> EXTRACT:
As more and more states legalize cannabis, it’s therapeutic benefits are illustrated through compelling case studies and authentic testimonies from people who were out of options before cannabis.
One scientist became the pioneer of cannabis research approximately 40 years ago as a postdoctoral student at the beginning of the 1960’s. Dr. Raphael Mechoulam found that cannabis had some pretty amazing attributes.
Mechoulam viewed cannabis research without any preconceived stigma and just like any other substance worth studying. The lack of research on cannabinoids surprised him, mainly since the active compounds in cocaine and opium were isolated 100 years before.
The Importance of Terpenes
Before we go deeper into Dr. Mechoulam and the entourage effect, we first must understand what terpenes are and their connection to cannabis’ medicinal properties.
Terpenes are fragrant, volatile molecules that provide cannabis with its flavor profiles and unique aroma. They also evaporate easily. Terpenes are critical to the physiological and psychoactive effects of cannabis.
Like cannabinoids, terpenes bind to certain receptors in the brain and stimulate a variety of effects like reducing inflammation, relieving pain, and aiding sleep. In addition, they affect the chemical production of neurotransmitters like dopamine and serotonin.

> DATA FOR ANALYSIS:

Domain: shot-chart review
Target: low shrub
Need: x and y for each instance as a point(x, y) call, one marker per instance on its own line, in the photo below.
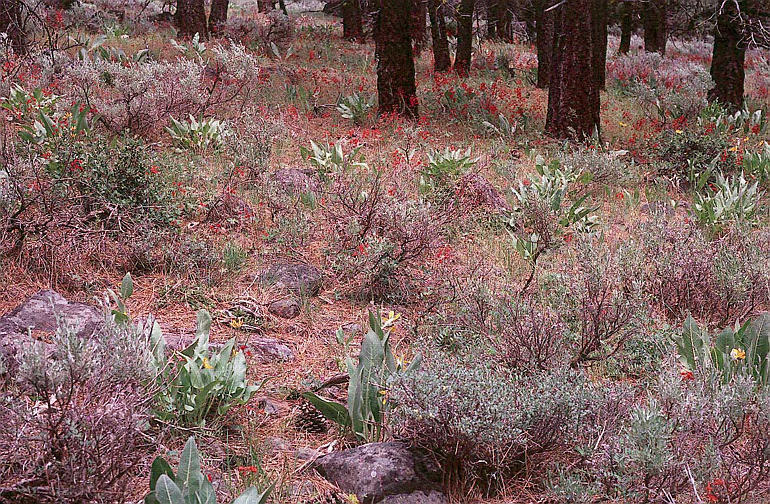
point(74, 416)
point(486, 424)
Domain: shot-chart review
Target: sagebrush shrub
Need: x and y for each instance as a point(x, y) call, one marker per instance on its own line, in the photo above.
point(378, 238)
point(717, 281)
point(74, 417)
point(486, 424)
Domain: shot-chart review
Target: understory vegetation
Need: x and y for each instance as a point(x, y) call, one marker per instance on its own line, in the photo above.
point(552, 321)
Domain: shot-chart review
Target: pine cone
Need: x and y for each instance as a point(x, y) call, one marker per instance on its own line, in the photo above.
point(333, 498)
point(309, 419)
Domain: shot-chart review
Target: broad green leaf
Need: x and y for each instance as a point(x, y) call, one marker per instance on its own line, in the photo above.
point(189, 469)
point(167, 492)
point(334, 411)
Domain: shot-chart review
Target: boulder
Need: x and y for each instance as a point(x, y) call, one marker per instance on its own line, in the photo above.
point(379, 471)
point(299, 278)
point(296, 180)
point(284, 308)
point(418, 497)
point(42, 312)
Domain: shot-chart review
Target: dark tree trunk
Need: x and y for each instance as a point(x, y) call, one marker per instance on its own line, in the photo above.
point(190, 18)
point(544, 24)
point(396, 88)
point(441, 61)
point(218, 15)
point(528, 14)
point(492, 13)
point(504, 20)
point(11, 23)
point(573, 95)
point(599, 23)
point(626, 26)
point(729, 55)
point(464, 37)
point(419, 15)
point(352, 26)
point(654, 20)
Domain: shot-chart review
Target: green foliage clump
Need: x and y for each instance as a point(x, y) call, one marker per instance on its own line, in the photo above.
point(367, 407)
point(189, 485)
point(486, 424)
point(198, 381)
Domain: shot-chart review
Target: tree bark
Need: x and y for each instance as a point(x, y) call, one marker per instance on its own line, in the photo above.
point(492, 15)
point(218, 15)
point(419, 14)
point(11, 23)
point(654, 21)
point(504, 20)
point(626, 26)
point(464, 37)
point(573, 94)
point(544, 24)
point(396, 88)
point(599, 23)
point(352, 25)
point(190, 18)
point(441, 60)
point(728, 56)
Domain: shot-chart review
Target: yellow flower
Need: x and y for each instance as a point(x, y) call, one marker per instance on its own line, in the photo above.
point(391, 319)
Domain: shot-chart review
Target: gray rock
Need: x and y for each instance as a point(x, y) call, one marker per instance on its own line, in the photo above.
point(379, 470)
point(306, 453)
point(39, 313)
point(299, 278)
point(269, 349)
point(296, 180)
point(284, 308)
point(277, 444)
point(418, 497)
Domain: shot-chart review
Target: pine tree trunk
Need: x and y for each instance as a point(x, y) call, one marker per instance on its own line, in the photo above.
point(419, 11)
point(728, 57)
point(396, 88)
point(599, 22)
point(544, 24)
point(492, 12)
point(504, 20)
point(464, 37)
point(573, 94)
point(352, 27)
point(626, 27)
point(11, 24)
point(190, 18)
point(441, 61)
point(218, 15)
point(654, 20)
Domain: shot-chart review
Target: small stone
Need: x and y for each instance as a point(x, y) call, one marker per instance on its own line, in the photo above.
point(299, 278)
point(269, 349)
point(277, 444)
point(306, 453)
point(284, 308)
point(296, 180)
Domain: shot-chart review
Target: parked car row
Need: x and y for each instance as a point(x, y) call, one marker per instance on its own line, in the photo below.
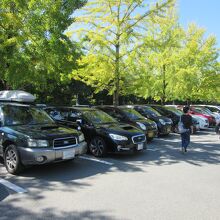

> PROBLEM SET:
**a.** Answer these about the cannabis text:
(i) Who became the pioneer of cannabis research as a postdoctoral student?
(ii) What did that scientist find surprisingly lacking?
(iii) Which two neurotransmitters do terpenes affect the production of?
**b.** Duplicate the part of the cannabis text starting at "One scientist became" and ending at "pretty amazing attributes.".
**c.** Go on with the text about cannabis and terpenes from where it stops.
You won't need the records for any of this.

> ANSWERS FOR THE EXERCISE:
**a.**
(i) Dr. Raphael Mechoulam
(ii) Research on cannabinoids
(iii) Dopamine and serotonin

**b.**
One scientist became the pioneer of cannabis research approximately 40 years ago as a postdoctoral student at the beginning of the 1960’s. Dr. Raphael Mechoulam found that cannabis had some pretty amazing attributes.

**c.**
It was Dr. Mechoulam who found that cannabinoids bind to receptors in a variety of areas in vital organs and the brain. This relationship activates different reactions that cause various psychological and physiological effects. He used hash acquired from the Israeli national police for testing purposes.
In 1992, Mechoulam discovered that humans produce internal cannabinoids.
Cannabinoids are integral to regulating pain, memory, human mood, and more. Through his research, he also discovered anandamide, a lipid-derived neurotransmitter linked to suppressing cancerous cell growth.
The Entourage Effect
In 1998, Dr. Mechoulam and his team introduced the idea of the entourage effect. This research validated the hypothesis that the terpenes and cannabinoids in cannabis combine synergistically, enhancing their therapeutic benefits.
“This effect may represent a novel route for molecular regulation of endogenous cannabinoid activity.”
Certain terpenes catalyze or inhibit the formation of compounds in the cultivar. Scientists can manipulate cannabinoids to their desired ratios in vivo because of comprehensive research on terpenes and how they function.
Thanks to Dr. Raphael Mechoulam and scientists today, we know more about cannabis and how many of its compounds interact with the human mind and body. It paves the way for future research and brings the healing benefits of cannabis to more people around the world.